** start DATA SUPPLIED **

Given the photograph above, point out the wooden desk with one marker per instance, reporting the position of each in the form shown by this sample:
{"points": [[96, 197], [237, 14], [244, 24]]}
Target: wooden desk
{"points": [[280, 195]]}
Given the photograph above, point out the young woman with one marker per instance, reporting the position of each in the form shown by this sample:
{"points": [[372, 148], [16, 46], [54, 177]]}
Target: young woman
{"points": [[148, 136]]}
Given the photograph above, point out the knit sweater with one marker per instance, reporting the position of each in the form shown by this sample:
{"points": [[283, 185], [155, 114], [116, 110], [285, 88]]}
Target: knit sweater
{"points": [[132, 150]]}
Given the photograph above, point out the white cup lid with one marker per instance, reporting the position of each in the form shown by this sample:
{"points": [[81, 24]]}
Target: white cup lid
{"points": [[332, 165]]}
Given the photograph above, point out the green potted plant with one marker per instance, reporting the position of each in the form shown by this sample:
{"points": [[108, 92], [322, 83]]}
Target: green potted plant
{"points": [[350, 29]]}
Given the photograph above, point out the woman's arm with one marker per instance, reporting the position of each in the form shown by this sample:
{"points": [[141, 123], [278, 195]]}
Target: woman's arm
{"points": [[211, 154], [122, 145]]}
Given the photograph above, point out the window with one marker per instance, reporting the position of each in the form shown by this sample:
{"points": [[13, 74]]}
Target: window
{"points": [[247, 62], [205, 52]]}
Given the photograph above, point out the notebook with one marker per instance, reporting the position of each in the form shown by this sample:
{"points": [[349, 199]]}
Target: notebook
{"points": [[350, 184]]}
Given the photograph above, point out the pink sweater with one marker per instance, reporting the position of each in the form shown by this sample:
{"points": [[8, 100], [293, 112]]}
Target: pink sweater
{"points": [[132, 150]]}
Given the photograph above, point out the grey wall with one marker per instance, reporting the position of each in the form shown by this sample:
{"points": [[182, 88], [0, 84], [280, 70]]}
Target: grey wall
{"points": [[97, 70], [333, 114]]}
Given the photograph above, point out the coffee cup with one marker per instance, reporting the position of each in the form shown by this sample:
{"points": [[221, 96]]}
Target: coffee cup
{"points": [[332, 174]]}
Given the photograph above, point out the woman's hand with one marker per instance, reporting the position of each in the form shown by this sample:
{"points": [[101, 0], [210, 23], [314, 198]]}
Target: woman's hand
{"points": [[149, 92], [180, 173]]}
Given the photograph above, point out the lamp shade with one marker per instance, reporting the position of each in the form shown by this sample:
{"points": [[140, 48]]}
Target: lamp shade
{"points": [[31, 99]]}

** end DATA SUPPLIED **

• [WORK INSTRUCTIONS] Print every entry exactly as it appears.

• [THE OUTPUT]
Given the photograph above, point out the wooden desk with one marker per instance, reporting the position of each in the form shown by this sample:
{"points": [[96, 197], [237, 14], [244, 24]]}
Target: wooden desk
{"points": [[280, 195]]}
Given the photograph above, point out the young woman with one marker per instance, reporting the position of each in the form shown by this sample:
{"points": [[372, 148], [16, 46], [54, 177]]}
Target: young woman
{"points": [[148, 136]]}
Given the photograph above, point out the knit sweater with one marker per instance, reporting the position of each in the form shown by this sample:
{"points": [[283, 185], [155, 114], [116, 110], [285, 88]]}
Target: knit sweater
{"points": [[132, 150]]}
Given the photograph above, point out the white cup lid with one marker per instance, reporting the position of each in the form shown by this sample:
{"points": [[81, 24]]}
Target: white cup lid
{"points": [[332, 165]]}
Given the photograph above, point out the green potted plant with one marker per instance, reporting the position of each in the form shown by this sample:
{"points": [[108, 92], [322, 83]]}
Target: green potted plant
{"points": [[350, 29]]}
Given the photograph above, point out the woman's arm with one marker per instance, reporting the position of each in the form shown by this sample:
{"points": [[141, 123], [278, 195]]}
Target: woman's arm
{"points": [[211, 154], [122, 145]]}
Given the photograph above, point out the window with one marker per instance, reporting the position of each in the form shown by this sample:
{"points": [[13, 74]]}
Target: window
{"points": [[247, 62], [205, 52]]}
Given the photograph above, point out the notebook with one marker per instance, reporting the position of each in the form shown by this sample:
{"points": [[349, 199]]}
Target: notebook
{"points": [[350, 184]]}
Given the photograph above, point out the pink sweater with one marker per instance, reporting the position of each in the form shown by this sample:
{"points": [[8, 100], [293, 112]]}
Target: pink sweater
{"points": [[132, 150]]}
Given the photograph above, point out the grey wall with one marker per instance, reporting the position of each in the form shown by this sample:
{"points": [[182, 88], [0, 84], [280, 70]]}
Target: grey wall
{"points": [[97, 70], [333, 114]]}
Given the photograph above, point out the coffee cup with one marker per instance, reporting the position of each in the form shown by this sample:
{"points": [[221, 96]]}
Target: coffee cup
{"points": [[332, 174]]}
Given the photograph above, point out the woman's hand with one marker per instance, reporting the position of each in the form shown by this sample:
{"points": [[101, 0], [210, 23], [314, 198]]}
Target: woman's hand
{"points": [[149, 92], [180, 173]]}
Given the photograph above, point out the lamp shade with one marker per instance, reporting the position of each in the form shown by this sample:
{"points": [[140, 48]]}
Target: lamp shade
{"points": [[31, 99]]}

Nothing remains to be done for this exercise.